Ders : Sosyal Bilimler
Ödev: MİLLİ BİRLİK VE BERABERLİK
VATANIN BÖLÜNMEZLİĞİ
Vatan Anlayışı
Vatan, kültürel değerlerimizin bulunduğu bir coğrafyadır. Bu
coğrafya ilk bakışta bir kara parçasıdır. Bu kara parçası tehlikeye
girdiği zaman, uğrunda kanlar dökülür; canlar verilir. Nice analar
yavrularını, nice gelinler yiğitlerini yitirir. O zaman bu coğrafyanın
taşı, toprağı, dağı, ırmağı başka bir anlam taşır. Her biri düşmana
aşılmaz bir engel ve bir uçurum olur. O toprak parçası hemen baş tacı
edilir. Bu cansız coğrafya, her karış toprağı şehit kanlarıyla sulanmış
bir vatan olur. Bunun için Mithat Cemal, “Toprak, eğer uğrunda ölen
varsa vatandır.” diyor. Bunun için Orhan Şaik:
“Her taşı bir yakut olan bu vatan,
Can verme sırrına erenlerindir.” diyor. Yine bunun için Mehmet Akif:
“Kim bu cennet vatan uğruna olmaz ki feda,
Şüheda fışkıracak toprağı sıksan şüheda” diyor.
Gerektiğinde vatanı savunmak için insanları severek ölüme
***üren yüce duygulardan biri de din duygusudur. Özellikle İslamiyet’in
verdiği şehitlik makamı hiçbir dinde yoktur. Hiçbir dinde İslamdaki
şehit olmak şerefi kadar kuvvetli bir unsur bulunmamaktadır. Bu unsur,
bizim tarihimizde, zaferlerin kazanılmasında en büyük etkenlerden biri
olmuştur. Analar oğullarını cephelere “Ya şehit ol, ya gazi” diyerek
göndermişlerdir.
Şehitler ve gaziler sayesinde bugün biz vatanımızda hür
yaşamaktayız. Yine onlar sayesinde üzerinde yaşadığımız toprak parçası
vatan olmuştur. Diğer yandan, atalarımızın binlerce yıldır bıraktığı
camiler, hanlar, hamamlar, kervansaraylar, okullar, külliyeler, köprüler,
çeşmeler, saraylar, kışlalar, kütüphaneler, kapalı çarşılar ve çeşitli
sanat eserleri, üzerinde yaşadığımız coğrafyayı vatan yapan abidelerdir.
Birlik, bütünlük, ortak ideal ve hedefler gerçekleşince insan
toplulukları millet haline gelir. Kitle, kalabalık olmaktan çıkar.
Nesiller mensup olduğu bir millete ve üzerinde yaşamakta iftihar ettiği
bir vatana sahip olur.
Kader birliği, tarih birliği ve şuuru böylece doğar. Artık böyle
bir milletin mensupları, kaderde, tasada ve kıvançta bir olurlar;
birbirlerini seven, sayan, kolayca anlaşabilen, birlikte hareket edip
başarabilen insanlar haline gelirler.
O halde, vatanın meydana gelmesinde insan elinin ve emeğinin
tabiata kattığı nice eserlerin de büyük rolü vardır. Vatan anlayışı
kültür ve medeniyet eserleriyle gelişir; derinlik kazanır.

(Kayıtlar)

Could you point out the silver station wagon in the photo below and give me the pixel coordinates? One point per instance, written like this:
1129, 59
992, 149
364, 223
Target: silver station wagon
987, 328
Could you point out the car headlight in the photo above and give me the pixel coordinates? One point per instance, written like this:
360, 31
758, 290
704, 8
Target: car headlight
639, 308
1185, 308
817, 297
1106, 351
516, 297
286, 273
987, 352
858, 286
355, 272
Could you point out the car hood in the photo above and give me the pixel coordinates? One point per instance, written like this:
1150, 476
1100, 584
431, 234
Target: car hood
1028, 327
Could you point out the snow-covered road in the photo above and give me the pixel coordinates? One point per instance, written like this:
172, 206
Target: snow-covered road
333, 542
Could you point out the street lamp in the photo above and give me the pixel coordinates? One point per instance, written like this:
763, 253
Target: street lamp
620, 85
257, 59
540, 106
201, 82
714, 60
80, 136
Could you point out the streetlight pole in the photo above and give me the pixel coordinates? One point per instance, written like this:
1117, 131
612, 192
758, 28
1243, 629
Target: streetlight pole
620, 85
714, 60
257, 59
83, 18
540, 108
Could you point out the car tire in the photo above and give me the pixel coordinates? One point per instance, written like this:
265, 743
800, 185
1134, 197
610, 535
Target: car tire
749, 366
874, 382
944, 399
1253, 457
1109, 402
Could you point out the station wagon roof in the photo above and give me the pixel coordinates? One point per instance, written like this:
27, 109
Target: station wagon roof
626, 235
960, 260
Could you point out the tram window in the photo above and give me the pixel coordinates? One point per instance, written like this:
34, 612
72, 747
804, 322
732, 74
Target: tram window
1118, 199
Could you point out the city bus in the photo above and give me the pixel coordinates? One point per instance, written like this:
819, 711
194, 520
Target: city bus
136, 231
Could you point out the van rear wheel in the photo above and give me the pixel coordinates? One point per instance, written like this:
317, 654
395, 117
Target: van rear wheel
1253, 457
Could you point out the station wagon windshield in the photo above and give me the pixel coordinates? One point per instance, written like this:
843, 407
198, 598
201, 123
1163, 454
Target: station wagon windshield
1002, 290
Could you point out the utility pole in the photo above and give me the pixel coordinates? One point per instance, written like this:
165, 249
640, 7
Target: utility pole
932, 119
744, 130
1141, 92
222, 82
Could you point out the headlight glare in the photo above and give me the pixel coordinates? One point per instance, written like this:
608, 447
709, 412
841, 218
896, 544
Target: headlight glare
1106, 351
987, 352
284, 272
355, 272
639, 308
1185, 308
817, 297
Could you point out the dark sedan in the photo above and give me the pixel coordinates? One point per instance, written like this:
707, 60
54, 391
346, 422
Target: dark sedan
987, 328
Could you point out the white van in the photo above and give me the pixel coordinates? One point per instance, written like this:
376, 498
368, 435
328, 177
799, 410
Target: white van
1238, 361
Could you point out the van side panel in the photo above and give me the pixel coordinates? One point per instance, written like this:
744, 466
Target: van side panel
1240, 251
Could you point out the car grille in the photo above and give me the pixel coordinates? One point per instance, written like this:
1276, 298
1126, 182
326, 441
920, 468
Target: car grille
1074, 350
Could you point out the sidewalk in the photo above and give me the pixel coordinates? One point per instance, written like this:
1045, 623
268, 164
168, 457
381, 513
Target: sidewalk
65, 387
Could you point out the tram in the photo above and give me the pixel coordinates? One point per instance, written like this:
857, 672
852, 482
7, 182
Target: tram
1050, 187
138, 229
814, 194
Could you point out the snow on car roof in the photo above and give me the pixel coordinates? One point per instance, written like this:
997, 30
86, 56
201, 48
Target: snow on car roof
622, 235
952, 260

> **Yönergeniz**
Lütfen yukarıdaki vatan anlayışı metnini üç cümleyle özetleyin.

> **Alıştırmanın çözümü**
Vatan, kültürel değerlerimizin bulunduğu bir coğrafyadır ve tehlikeye girdiğinde uğrunda can verilen bu toprak, şehit kanlarıyla sulanarak vatan olur. İslamiyet'in verdiği şehitlik makamı tarihimizde zaferlerin kazanılmasında en büyük etkenlerden biri olmuştur ve bugün şehitler ile gaziler sayesinde vatanımızda hür yaşıyoruz. Atalarımızın bıraktığı camiler, köprüler, çarşılar gibi eserler de bu coğrafyayı vatan yapar; vatan anlayışı kültür ve medeniyet eserleriyle gelişir ve derinlik kazanır.